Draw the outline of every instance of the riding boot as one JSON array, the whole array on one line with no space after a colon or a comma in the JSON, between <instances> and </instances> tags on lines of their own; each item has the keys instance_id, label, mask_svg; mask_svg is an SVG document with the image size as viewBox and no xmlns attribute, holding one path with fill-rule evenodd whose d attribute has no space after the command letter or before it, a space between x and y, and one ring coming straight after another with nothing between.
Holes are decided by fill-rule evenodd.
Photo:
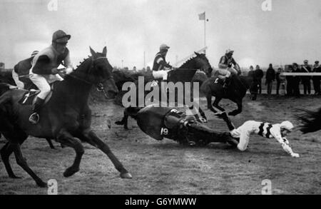
<instances>
[{"instance_id":1,"label":"riding boot","mask_svg":"<svg viewBox=\"0 0 321 209\"><path fill-rule=\"evenodd\" d=\"M226 77L225 79L224 80L223 88L228 88L229 83L230 83L230 78L229 77Z\"/></svg>"},{"instance_id":2,"label":"riding boot","mask_svg":"<svg viewBox=\"0 0 321 209\"><path fill-rule=\"evenodd\" d=\"M29 122L35 125L39 122L39 111L44 103L44 99L36 98L34 106L32 107L32 114L29 117Z\"/></svg>"}]
</instances>

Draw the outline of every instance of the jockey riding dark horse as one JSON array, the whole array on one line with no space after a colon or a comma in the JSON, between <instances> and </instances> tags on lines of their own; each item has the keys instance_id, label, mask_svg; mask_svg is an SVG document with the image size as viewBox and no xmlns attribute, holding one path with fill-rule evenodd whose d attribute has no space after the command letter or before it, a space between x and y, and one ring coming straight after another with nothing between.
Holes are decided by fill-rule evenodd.
<instances>
[{"instance_id":1,"label":"jockey riding dark horse","mask_svg":"<svg viewBox=\"0 0 321 209\"><path fill-rule=\"evenodd\" d=\"M109 147L91 128L91 111L88 99L91 87L96 85L101 89L101 83L103 83L107 89L103 90L110 97L114 98L118 93L112 77L113 67L106 58L107 49L105 47L102 53L96 53L91 48L91 56L72 73L66 75L63 81L55 83L51 98L41 108L39 115L41 117L36 125L29 122L32 106L22 105L19 102L28 91L10 89L1 85L5 88L1 91L6 91L0 96L0 133L8 142L1 149L0 154L10 178L17 178L9 163L9 156L14 153L18 165L34 178L36 184L41 187L47 185L29 167L22 155L20 146L29 135L36 138L54 138L75 150L75 160L63 173L65 177L71 176L79 170L84 153L80 139L106 153L120 172L121 178L132 178Z\"/></svg>"},{"instance_id":2,"label":"jockey riding dark horse","mask_svg":"<svg viewBox=\"0 0 321 209\"><path fill-rule=\"evenodd\" d=\"M233 146L238 143L228 132L216 132L205 126L198 121L197 115L187 115L173 108L153 105L140 110L129 109L131 116L137 121L141 130L158 141L166 138L180 144L197 146L212 142L228 143Z\"/></svg>"}]
</instances>

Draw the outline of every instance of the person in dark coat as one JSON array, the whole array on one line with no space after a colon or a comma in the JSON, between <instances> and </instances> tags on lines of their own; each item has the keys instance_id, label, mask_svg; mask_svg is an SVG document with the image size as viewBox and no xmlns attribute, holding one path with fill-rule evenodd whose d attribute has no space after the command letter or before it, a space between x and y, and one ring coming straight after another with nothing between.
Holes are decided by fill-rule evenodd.
<instances>
[{"instance_id":1,"label":"person in dark coat","mask_svg":"<svg viewBox=\"0 0 321 209\"><path fill-rule=\"evenodd\" d=\"M265 74L265 86L268 86L268 94L271 94L272 87L273 86L273 81L275 80L275 71L272 66L272 64L269 65L269 68Z\"/></svg>"},{"instance_id":2,"label":"person in dark coat","mask_svg":"<svg viewBox=\"0 0 321 209\"><path fill-rule=\"evenodd\" d=\"M301 72L302 73L311 73L312 69L311 67L308 64L308 61L305 60L304 61L304 65L302 66L301 68ZM302 76L301 81L302 83L303 84L303 93L304 94L307 94L307 92L308 94L311 93L311 76Z\"/></svg>"},{"instance_id":3,"label":"person in dark coat","mask_svg":"<svg viewBox=\"0 0 321 209\"><path fill-rule=\"evenodd\" d=\"M275 73L275 79L277 81L277 89L276 94L279 95L280 85L281 84L281 78L280 77L280 73L282 73L282 68L278 68L277 72Z\"/></svg>"},{"instance_id":4,"label":"person in dark coat","mask_svg":"<svg viewBox=\"0 0 321 209\"><path fill-rule=\"evenodd\" d=\"M315 65L313 66L313 72L315 73L321 73L321 66L319 65L319 61L316 61L315 62ZM320 87L320 76L313 76L312 81L313 81L313 88L315 89L315 95L321 95L321 89Z\"/></svg>"},{"instance_id":5,"label":"person in dark coat","mask_svg":"<svg viewBox=\"0 0 321 209\"><path fill-rule=\"evenodd\" d=\"M301 69L299 68L299 65L296 63L292 64L293 66L293 73L301 73ZM295 96L300 96L300 81L301 81L301 78L300 76L293 76L293 93Z\"/></svg>"},{"instance_id":6,"label":"person in dark coat","mask_svg":"<svg viewBox=\"0 0 321 209\"><path fill-rule=\"evenodd\" d=\"M260 68L259 65L255 67L255 71L254 71L254 77L258 81L259 85L258 93L262 93L262 78L263 78L264 73L263 71Z\"/></svg>"}]
</instances>

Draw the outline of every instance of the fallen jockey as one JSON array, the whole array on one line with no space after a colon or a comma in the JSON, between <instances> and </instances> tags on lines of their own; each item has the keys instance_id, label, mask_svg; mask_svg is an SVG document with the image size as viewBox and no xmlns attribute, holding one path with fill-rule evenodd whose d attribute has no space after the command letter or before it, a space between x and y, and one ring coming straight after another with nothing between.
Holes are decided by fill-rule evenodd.
<instances>
[{"instance_id":1,"label":"fallen jockey","mask_svg":"<svg viewBox=\"0 0 321 209\"><path fill-rule=\"evenodd\" d=\"M294 158L300 157L298 153L293 152L290 146L289 141L286 138L287 135L290 133L294 128L293 124L288 121L276 124L248 121L238 128L235 128L225 112L223 112L220 114L220 118L223 118L227 123L230 135L234 138L240 139L237 147L238 149L241 151L244 151L247 149L250 142L250 135L256 133L265 138L276 139L281 144L282 148L287 153Z\"/></svg>"},{"instance_id":2,"label":"fallen jockey","mask_svg":"<svg viewBox=\"0 0 321 209\"><path fill-rule=\"evenodd\" d=\"M138 127L147 135L160 141L163 138L180 144L203 146L211 142L238 144L228 132L217 132L205 126L198 116L175 108L148 106L132 113ZM121 125L121 122L116 122Z\"/></svg>"}]
</instances>

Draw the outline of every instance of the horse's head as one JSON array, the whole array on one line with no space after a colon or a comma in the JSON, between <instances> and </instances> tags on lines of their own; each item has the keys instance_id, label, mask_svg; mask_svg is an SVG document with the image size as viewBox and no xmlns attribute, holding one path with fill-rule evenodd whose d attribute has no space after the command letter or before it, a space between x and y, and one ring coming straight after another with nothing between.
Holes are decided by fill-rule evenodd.
<instances>
[{"instance_id":1,"label":"horse's head","mask_svg":"<svg viewBox=\"0 0 321 209\"><path fill-rule=\"evenodd\" d=\"M115 98L118 90L113 80L113 67L106 57L107 48L105 46L102 53L96 52L91 47L90 47L90 50L92 64L88 72L89 82L96 84L98 91L103 91L105 97Z\"/></svg>"},{"instance_id":2,"label":"horse's head","mask_svg":"<svg viewBox=\"0 0 321 209\"><path fill-rule=\"evenodd\" d=\"M195 58L197 65L198 66L199 69L206 73L208 78L212 76L213 68L208 61L208 58L205 55L205 53L199 53L197 52L194 52L196 55Z\"/></svg>"}]
</instances>

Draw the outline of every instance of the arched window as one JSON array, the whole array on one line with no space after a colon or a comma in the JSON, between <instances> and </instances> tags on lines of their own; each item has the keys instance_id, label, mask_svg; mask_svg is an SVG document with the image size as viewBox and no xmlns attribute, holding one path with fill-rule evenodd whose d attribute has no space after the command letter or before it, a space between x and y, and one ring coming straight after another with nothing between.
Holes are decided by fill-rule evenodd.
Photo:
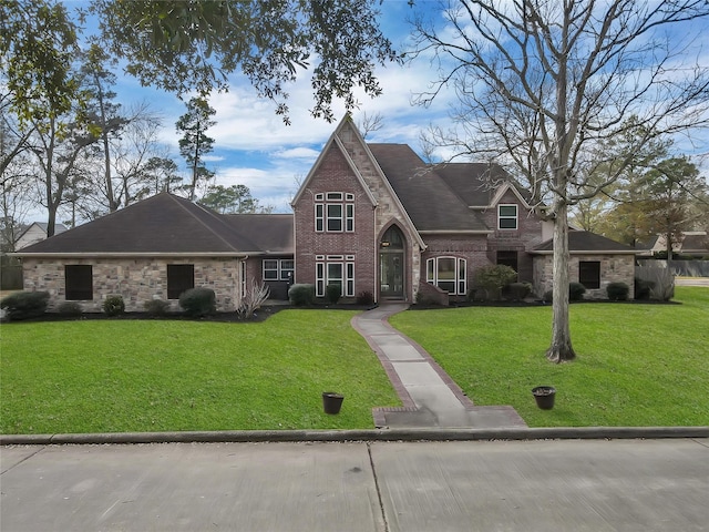
<instances>
[{"instance_id":1,"label":"arched window","mask_svg":"<svg viewBox=\"0 0 709 532\"><path fill-rule=\"evenodd\" d=\"M455 296L467 293L467 260L459 257L433 257L427 260L425 280Z\"/></svg>"},{"instance_id":2,"label":"arched window","mask_svg":"<svg viewBox=\"0 0 709 532\"><path fill-rule=\"evenodd\" d=\"M392 225L381 237L381 247L383 249L403 249L403 235L401 229Z\"/></svg>"}]
</instances>

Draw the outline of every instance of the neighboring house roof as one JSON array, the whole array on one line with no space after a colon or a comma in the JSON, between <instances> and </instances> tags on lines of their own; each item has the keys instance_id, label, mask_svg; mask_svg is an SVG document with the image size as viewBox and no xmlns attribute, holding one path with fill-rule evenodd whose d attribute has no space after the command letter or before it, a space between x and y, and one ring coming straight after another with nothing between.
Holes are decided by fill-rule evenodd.
<instances>
[{"instance_id":1,"label":"neighboring house roof","mask_svg":"<svg viewBox=\"0 0 709 532\"><path fill-rule=\"evenodd\" d=\"M387 180L421 233L490 233L480 215L407 144L368 144Z\"/></svg>"},{"instance_id":2,"label":"neighboring house roof","mask_svg":"<svg viewBox=\"0 0 709 532\"><path fill-rule=\"evenodd\" d=\"M290 215L219 215L188 200L162 193L91 223L55 235L19 253L32 255L229 255L292 253ZM263 219L273 225L263 229ZM243 222L243 221L242 221ZM260 225L259 225L260 224ZM282 232L284 235L276 235Z\"/></svg>"},{"instance_id":3,"label":"neighboring house roof","mask_svg":"<svg viewBox=\"0 0 709 532\"><path fill-rule=\"evenodd\" d=\"M596 235L587 231L569 231L568 232L568 250L572 254L616 254L616 255L635 255L637 249L612 241L605 236ZM546 255L554 252L554 241L548 239L538 246L535 246L531 254Z\"/></svg>"}]
</instances>

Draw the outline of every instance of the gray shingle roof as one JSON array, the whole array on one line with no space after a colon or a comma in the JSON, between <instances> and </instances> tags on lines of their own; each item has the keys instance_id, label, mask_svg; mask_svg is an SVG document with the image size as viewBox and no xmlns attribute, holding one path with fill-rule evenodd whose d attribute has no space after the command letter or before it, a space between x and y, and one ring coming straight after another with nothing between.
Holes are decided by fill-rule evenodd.
<instances>
[{"instance_id":1,"label":"gray shingle roof","mask_svg":"<svg viewBox=\"0 0 709 532\"><path fill-rule=\"evenodd\" d=\"M465 205L490 205L497 185L510 181L510 175L499 165L485 163L449 163L435 166L435 172L458 194Z\"/></svg>"},{"instance_id":2,"label":"gray shingle roof","mask_svg":"<svg viewBox=\"0 0 709 532\"><path fill-rule=\"evenodd\" d=\"M368 146L418 231L489 231L436 168L427 165L410 146Z\"/></svg>"},{"instance_id":3,"label":"gray shingle roof","mask_svg":"<svg viewBox=\"0 0 709 532\"><path fill-rule=\"evenodd\" d=\"M22 249L24 254L248 254L292 253L292 217L269 216L273 224L240 227L237 217L219 215L163 193ZM268 225L268 228L265 226ZM280 248L278 246L281 246Z\"/></svg>"}]
</instances>

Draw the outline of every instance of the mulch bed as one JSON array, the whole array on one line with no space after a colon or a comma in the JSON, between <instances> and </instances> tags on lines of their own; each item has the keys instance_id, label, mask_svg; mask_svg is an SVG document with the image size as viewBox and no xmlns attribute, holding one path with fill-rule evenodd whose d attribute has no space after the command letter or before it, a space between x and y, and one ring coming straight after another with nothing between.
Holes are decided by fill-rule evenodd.
<instances>
[{"instance_id":1,"label":"mulch bed","mask_svg":"<svg viewBox=\"0 0 709 532\"><path fill-rule=\"evenodd\" d=\"M289 308L298 308L300 310L318 310L318 309L328 309L328 310L370 310L373 308L371 305L362 306L362 305L314 305L310 307L294 307L291 305L265 305L259 308L254 316L246 319L239 316L237 313L216 313L210 316L202 316L198 318L185 316L183 313L167 313L162 316L151 315L148 313L123 313L117 316L107 316L104 313L82 313L79 316L72 316L60 313L45 313L42 316L37 318L29 318L22 320L10 321L7 318L2 319L2 323L40 323L40 321L82 321L82 320L132 320L132 319L142 319L142 320L184 320L184 321L210 321L210 323L259 323L265 321L276 313L280 310L287 310Z\"/></svg>"}]
</instances>

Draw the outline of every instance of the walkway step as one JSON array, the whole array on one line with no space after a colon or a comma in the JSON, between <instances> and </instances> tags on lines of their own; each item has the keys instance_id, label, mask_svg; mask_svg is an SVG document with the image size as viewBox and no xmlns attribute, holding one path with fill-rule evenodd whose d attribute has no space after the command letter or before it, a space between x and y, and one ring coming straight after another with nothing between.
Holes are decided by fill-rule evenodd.
<instances>
[{"instance_id":1,"label":"walkway step","mask_svg":"<svg viewBox=\"0 0 709 532\"><path fill-rule=\"evenodd\" d=\"M403 407L374 409L378 428L520 428L512 407L475 407L425 352L387 319L408 305L386 304L352 318L352 327L377 352Z\"/></svg>"}]
</instances>

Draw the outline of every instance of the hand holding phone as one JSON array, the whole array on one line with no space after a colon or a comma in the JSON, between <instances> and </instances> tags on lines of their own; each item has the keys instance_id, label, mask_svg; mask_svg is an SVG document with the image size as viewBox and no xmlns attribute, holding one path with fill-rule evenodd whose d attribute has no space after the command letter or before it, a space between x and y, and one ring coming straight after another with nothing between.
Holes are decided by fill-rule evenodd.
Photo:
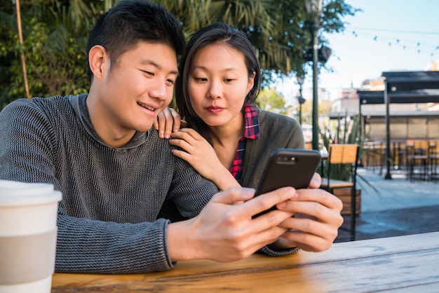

> **What you are asked to do**: Give the stretch of the material from the line containing "Draw the outline of every instance of the hand" through its end as a JSON list of strings, one string per line, leaving out blank lines and pictures.

> **Answer for the task**:
[
  "Draw the outline of every instance of the hand holding phone as one JSON array, the whole array on one line with no space after a colon or a comma in the JSON, between <instances> and </instances> tags on lines of their own; each item has the keys instance_id, label, mask_svg; mask_svg is an SVG document with the image size as viewBox and no xmlns attribute, holding one path with fill-rule evenodd whose d attribute has no space after the command letter or before it, a space between x and y, and one ring coming straight after another with nothing between.",
  "Holes are decided by fill-rule evenodd.",
  "Photo:"
]